EXERCISE BRIEF
How would you put this sentence from the seminar notice into Spanish: "A graduate exam seminar is a presentation of the student’s final research project for their degree."?

━━━ EXCERPT

Amanda Liu | ALES Graduate Seminar

Date(s) - 17/01/2020
1:00 pm - 2:00 pm
ECHA L1 420, 11405 87 Ave NW, Edmonton

A graduate exam seminar is a presentation of the student’s final research project for their degree.
This is an ALES MSc Final Exam Seminar by Amanda Liu. This seminar is open to the general public to attend.
Thesis Topic: Folate Content of Gluten Free Food Purchases and Child Dietary Intake in Households with Children with Celiac Disease

MSc with Drs. Diana Mager and Justine Turner.

━━━━━━
━━━ ENTRIES SUPPLIED

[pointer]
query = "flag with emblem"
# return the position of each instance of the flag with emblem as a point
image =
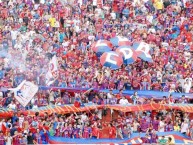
(25, 92)
(143, 51)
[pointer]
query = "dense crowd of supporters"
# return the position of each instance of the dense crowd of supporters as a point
(31, 32)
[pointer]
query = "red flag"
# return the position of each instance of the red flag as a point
(3, 128)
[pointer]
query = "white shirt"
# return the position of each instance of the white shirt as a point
(123, 102)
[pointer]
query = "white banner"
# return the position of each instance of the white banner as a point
(25, 92)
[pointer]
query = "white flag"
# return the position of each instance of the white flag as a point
(25, 92)
(53, 70)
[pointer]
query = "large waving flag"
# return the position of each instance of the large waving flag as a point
(111, 59)
(129, 55)
(120, 41)
(142, 49)
(53, 71)
(25, 92)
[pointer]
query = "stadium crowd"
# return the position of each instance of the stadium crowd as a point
(31, 32)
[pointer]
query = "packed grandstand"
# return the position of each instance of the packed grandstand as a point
(108, 71)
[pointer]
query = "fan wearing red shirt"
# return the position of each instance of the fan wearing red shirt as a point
(16, 138)
(95, 131)
(135, 84)
(156, 86)
(112, 131)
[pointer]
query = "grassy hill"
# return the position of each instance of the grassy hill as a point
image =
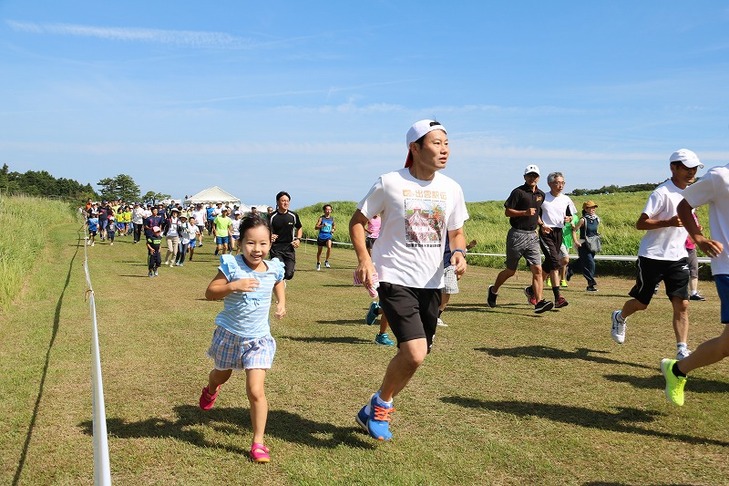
(488, 226)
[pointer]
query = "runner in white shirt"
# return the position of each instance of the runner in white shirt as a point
(419, 206)
(557, 208)
(711, 189)
(662, 255)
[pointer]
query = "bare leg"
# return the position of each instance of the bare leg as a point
(259, 404)
(402, 367)
(709, 352)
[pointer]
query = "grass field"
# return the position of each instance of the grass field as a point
(506, 397)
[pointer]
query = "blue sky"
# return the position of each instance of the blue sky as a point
(315, 97)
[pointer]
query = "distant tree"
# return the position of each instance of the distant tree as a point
(153, 197)
(119, 187)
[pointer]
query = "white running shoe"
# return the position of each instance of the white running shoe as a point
(619, 326)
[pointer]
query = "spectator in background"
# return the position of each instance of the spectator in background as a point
(138, 221)
(587, 226)
(200, 216)
(172, 233)
(326, 227)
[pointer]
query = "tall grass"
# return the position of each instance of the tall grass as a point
(488, 226)
(24, 226)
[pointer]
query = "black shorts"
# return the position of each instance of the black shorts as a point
(411, 313)
(369, 241)
(550, 244)
(674, 274)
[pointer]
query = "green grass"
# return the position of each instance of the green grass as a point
(488, 226)
(24, 226)
(506, 397)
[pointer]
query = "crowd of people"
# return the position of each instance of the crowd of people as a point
(408, 236)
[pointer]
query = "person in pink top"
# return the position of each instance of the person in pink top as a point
(373, 231)
(693, 266)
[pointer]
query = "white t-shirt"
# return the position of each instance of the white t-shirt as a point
(199, 216)
(664, 243)
(416, 216)
(554, 209)
(713, 189)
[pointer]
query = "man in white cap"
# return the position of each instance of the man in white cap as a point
(523, 208)
(711, 189)
(662, 254)
(419, 207)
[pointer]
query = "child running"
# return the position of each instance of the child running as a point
(242, 339)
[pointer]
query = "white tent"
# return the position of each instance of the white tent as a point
(213, 195)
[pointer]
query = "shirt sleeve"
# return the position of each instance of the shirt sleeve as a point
(700, 192)
(374, 202)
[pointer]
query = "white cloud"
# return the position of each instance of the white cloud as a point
(188, 38)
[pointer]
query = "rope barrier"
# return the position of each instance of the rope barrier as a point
(102, 469)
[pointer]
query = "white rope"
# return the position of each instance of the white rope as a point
(102, 470)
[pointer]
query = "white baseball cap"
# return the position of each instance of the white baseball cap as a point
(418, 130)
(687, 158)
(531, 169)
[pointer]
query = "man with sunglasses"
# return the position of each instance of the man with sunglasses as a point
(662, 254)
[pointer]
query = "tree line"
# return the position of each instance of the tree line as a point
(42, 184)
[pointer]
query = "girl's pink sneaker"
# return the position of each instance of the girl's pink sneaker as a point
(260, 453)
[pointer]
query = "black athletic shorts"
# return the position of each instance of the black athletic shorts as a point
(412, 313)
(674, 274)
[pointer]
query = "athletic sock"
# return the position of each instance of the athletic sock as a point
(676, 371)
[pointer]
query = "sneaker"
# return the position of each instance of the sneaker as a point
(529, 292)
(362, 417)
(207, 400)
(619, 325)
(372, 313)
(682, 353)
(260, 453)
(674, 384)
(491, 297)
(378, 423)
(543, 306)
(383, 339)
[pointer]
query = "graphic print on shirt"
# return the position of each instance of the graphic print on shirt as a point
(424, 217)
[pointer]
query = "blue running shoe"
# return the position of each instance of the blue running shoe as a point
(383, 339)
(372, 313)
(362, 418)
(378, 424)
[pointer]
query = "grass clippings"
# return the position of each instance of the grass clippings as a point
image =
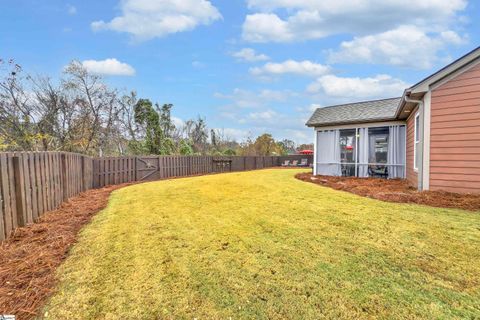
(30, 256)
(395, 190)
(264, 245)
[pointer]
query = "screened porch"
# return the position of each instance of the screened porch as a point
(362, 152)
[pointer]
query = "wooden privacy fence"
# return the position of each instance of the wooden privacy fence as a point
(32, 183)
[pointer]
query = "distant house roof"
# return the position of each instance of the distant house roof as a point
(366, 111)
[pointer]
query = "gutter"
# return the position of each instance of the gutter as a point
(421, 112)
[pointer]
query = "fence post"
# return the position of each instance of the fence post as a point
(19, 192)
(82, 170)
(63, 161)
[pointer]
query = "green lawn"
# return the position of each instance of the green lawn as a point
(263, 245)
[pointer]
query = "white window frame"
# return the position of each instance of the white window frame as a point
(415, 141)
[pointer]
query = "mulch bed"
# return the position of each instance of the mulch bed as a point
(30, 256)
(395, 190)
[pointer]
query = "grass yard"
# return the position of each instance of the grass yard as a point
(264, 245)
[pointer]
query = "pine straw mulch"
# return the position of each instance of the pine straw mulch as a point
(30, 256)
(395, 190)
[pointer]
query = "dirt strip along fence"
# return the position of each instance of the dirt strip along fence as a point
(32, 183)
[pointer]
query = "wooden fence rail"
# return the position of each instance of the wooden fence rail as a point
(32, 183)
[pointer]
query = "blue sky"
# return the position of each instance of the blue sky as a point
(248, 66)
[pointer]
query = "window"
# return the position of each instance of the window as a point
(416, 153)
(348, 152)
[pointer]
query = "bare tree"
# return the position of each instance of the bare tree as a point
(97, 106)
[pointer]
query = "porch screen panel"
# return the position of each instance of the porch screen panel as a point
(363, 152)
(396, 152)
(328, 153)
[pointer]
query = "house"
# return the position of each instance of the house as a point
(430, 135)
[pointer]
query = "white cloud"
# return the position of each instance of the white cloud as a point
(304, 68)
(71, 10)
(310, 19)
(241, 98)
(380, 86)
(198, 64)
(249, 55)
(147, 19)
(406, 46)
(267, 115)
(111, 67)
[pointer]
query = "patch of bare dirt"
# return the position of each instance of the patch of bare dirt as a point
(395, 190)
(30, 256)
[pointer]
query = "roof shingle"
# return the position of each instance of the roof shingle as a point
(367, 111)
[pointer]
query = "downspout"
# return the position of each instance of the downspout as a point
(420, 149)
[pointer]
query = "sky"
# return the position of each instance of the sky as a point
(247, 66)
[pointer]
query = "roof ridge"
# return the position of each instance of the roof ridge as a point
(358, 102)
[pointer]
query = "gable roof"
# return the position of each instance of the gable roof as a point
(366, 111)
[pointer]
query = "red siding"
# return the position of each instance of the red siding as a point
(412, 175)
(455, 134)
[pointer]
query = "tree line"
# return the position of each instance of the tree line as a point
(82, 113)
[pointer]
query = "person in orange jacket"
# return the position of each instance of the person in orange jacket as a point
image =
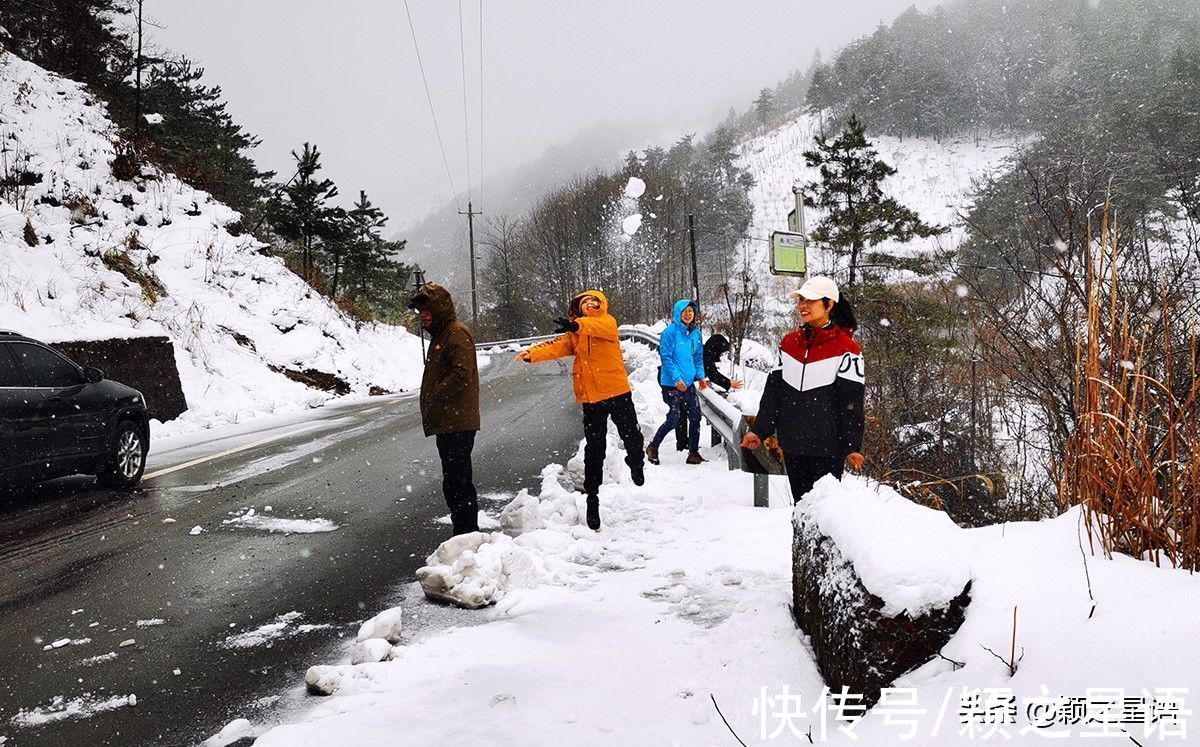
(601, 386)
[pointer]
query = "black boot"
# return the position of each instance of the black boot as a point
(636, 470)
(594, 513)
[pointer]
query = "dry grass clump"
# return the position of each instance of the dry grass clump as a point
(1133, 461)
(151, 287)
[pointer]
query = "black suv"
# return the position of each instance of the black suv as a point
(58, 418)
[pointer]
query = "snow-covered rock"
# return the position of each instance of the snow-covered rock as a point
(907, 555)
(323, 680)
(372, 650)
(232, 731)
(522, 514)
(385, 625)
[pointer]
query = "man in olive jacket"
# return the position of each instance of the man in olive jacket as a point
(450, 400)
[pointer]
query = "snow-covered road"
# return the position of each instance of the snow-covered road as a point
(229, 573)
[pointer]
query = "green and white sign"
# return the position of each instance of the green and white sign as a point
(789, 254)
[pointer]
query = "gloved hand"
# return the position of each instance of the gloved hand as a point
(565, 324)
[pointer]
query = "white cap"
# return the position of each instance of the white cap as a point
(815, 288)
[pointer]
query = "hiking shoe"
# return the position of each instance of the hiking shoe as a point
(594, 513)
(636, 471)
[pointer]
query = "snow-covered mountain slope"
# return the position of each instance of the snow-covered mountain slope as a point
(934, 178)
(84, 255)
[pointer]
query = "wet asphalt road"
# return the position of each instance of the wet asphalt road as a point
(78, 562)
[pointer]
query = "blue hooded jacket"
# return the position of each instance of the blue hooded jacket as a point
(682, 350)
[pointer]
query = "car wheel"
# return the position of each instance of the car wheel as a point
(127, 456)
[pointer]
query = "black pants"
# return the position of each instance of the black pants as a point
(457, 482)
(682, 435)
(804, 470)
(595, 434)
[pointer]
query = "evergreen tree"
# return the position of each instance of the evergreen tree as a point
(366, 254)
(763, 106)
(303, 214)
(856, 214)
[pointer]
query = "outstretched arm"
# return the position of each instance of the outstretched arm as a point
(604, 326)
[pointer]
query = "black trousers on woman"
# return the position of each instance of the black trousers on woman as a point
(804, 471)
(595, 432)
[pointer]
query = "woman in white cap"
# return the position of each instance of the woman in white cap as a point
(814, 400)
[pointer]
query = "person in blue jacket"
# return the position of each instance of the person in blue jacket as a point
(682, 350)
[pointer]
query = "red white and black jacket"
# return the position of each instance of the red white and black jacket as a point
(814, 400)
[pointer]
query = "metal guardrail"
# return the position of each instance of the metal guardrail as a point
(519, 341)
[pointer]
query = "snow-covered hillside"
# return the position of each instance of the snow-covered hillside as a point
(934, 178)
(88, 256)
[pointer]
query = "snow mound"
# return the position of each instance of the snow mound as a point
(232, 731)
(385, 625)
(372, 650)
(907, 555)
(88, 256)
(252, 520)
(555, 505)
(475, 569)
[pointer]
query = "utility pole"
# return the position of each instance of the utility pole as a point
(474, 291)
(695, 272)
(975, 399)
(137, 65)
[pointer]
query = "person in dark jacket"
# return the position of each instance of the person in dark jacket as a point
(682, 351)
(814, 401)
(714, 347)
(450, 401)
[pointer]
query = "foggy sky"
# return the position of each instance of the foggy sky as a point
(345, 76)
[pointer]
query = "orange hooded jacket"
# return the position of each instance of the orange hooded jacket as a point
(599, 370)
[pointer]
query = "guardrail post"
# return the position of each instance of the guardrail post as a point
(761, 490)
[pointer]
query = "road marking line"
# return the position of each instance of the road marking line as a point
(226, 453)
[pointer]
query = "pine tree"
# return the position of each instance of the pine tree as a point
(856, 214)
(303, 214)
(365, 247)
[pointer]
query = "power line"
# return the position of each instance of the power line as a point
(480, 106)
(466, 119)
(454, 192)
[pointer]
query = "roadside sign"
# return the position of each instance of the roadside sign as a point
(789, 254)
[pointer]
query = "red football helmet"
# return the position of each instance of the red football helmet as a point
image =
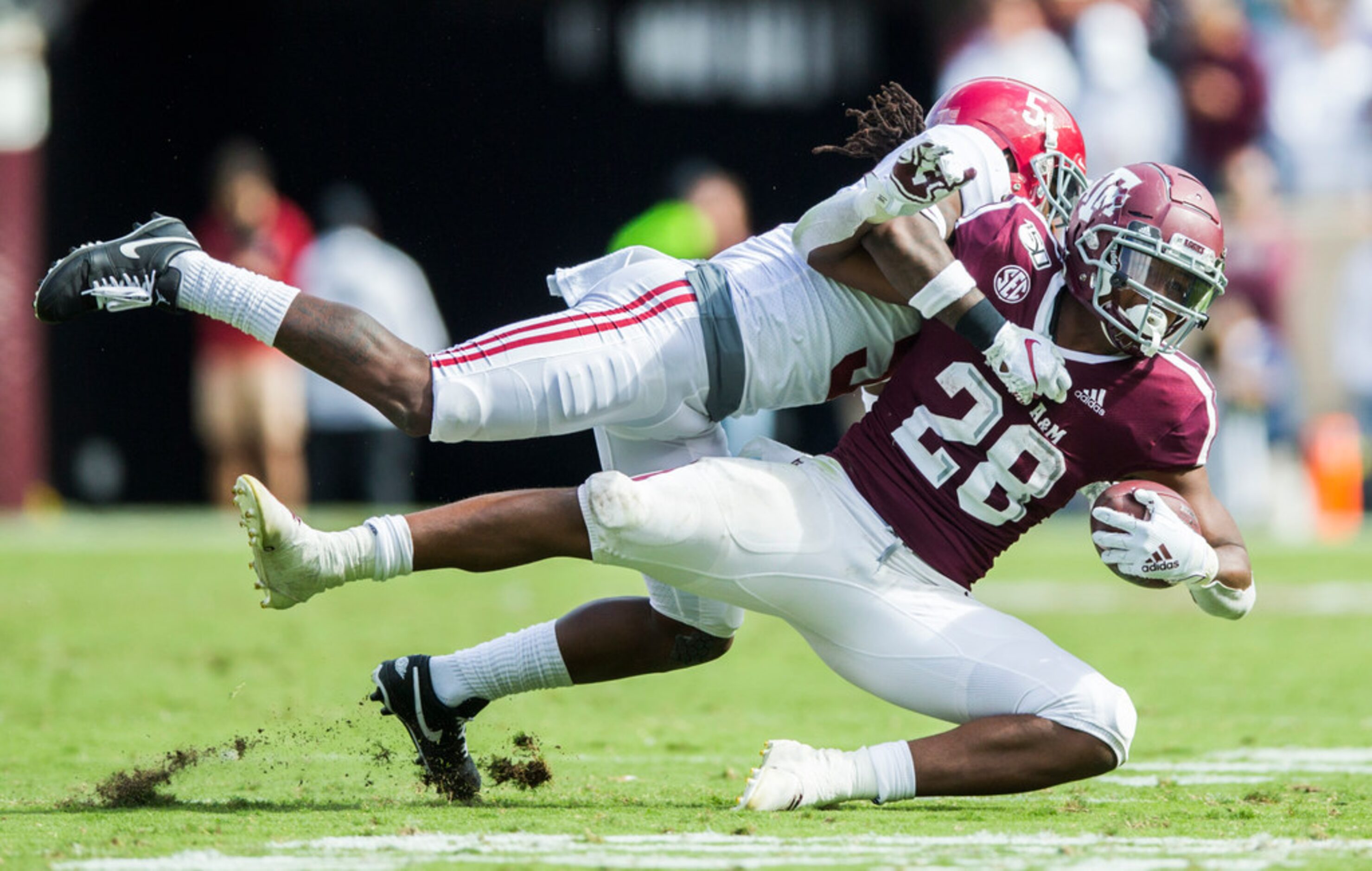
(1038, 135)
(1146, 254)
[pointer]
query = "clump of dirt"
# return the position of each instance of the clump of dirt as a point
(529, 773)
(456, 782)
(139, 788)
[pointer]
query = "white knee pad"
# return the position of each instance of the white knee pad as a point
(710, 616)
(618, 511)
(1098, 708)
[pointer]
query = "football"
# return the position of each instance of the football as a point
(1120, 497)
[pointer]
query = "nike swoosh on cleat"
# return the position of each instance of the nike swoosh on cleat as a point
(419, 714)
(131, 249)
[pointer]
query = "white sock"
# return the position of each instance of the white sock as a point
(518, 663)
(895, 770)
(865, 784)
(241, 298)
(394, 546)
(349, 555)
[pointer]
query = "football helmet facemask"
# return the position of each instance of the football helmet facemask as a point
(1146, 256)
(1038, 135)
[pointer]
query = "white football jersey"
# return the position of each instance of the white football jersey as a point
(809, 338)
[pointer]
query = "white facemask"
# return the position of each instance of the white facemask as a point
(1152, 326)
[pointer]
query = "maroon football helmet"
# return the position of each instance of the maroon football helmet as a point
(1039, 136)
(1146, 254)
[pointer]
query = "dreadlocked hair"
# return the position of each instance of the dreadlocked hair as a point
(892, 118)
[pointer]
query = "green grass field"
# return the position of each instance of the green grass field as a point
(132, 635)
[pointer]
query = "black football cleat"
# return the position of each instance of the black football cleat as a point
(438, 731)
(129, 272)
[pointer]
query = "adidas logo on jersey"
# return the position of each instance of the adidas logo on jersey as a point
(1095, 400)
(1160, 562)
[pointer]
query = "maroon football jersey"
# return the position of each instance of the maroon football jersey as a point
(961, 469)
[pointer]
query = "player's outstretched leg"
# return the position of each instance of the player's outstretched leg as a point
(129, 272)
(294, 562)
(161, 265)
(440, 733)
(798, 775)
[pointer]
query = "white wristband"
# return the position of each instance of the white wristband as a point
(1220, 601)
(951, 284)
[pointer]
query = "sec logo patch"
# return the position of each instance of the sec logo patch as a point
(1012, 283)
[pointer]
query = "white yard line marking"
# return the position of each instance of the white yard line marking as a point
(711, 851)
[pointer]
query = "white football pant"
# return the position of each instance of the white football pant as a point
(627, 360)
(789, 535)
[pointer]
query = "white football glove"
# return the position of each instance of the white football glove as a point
(1028, 364)
(1160, 546)
(924, 175)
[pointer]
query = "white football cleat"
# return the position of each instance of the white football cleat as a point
(796, 775)
(290, 557)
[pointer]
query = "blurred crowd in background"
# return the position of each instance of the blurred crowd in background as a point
(1268, 101)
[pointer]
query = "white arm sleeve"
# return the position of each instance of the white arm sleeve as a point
(1220, 601)
(840, 216)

━━━━━━

OUTPUT OF THE EXERCISE
Un seminario de examen de posgrado es una presentación del proyecto final de investigación del estudiante para obtener su título.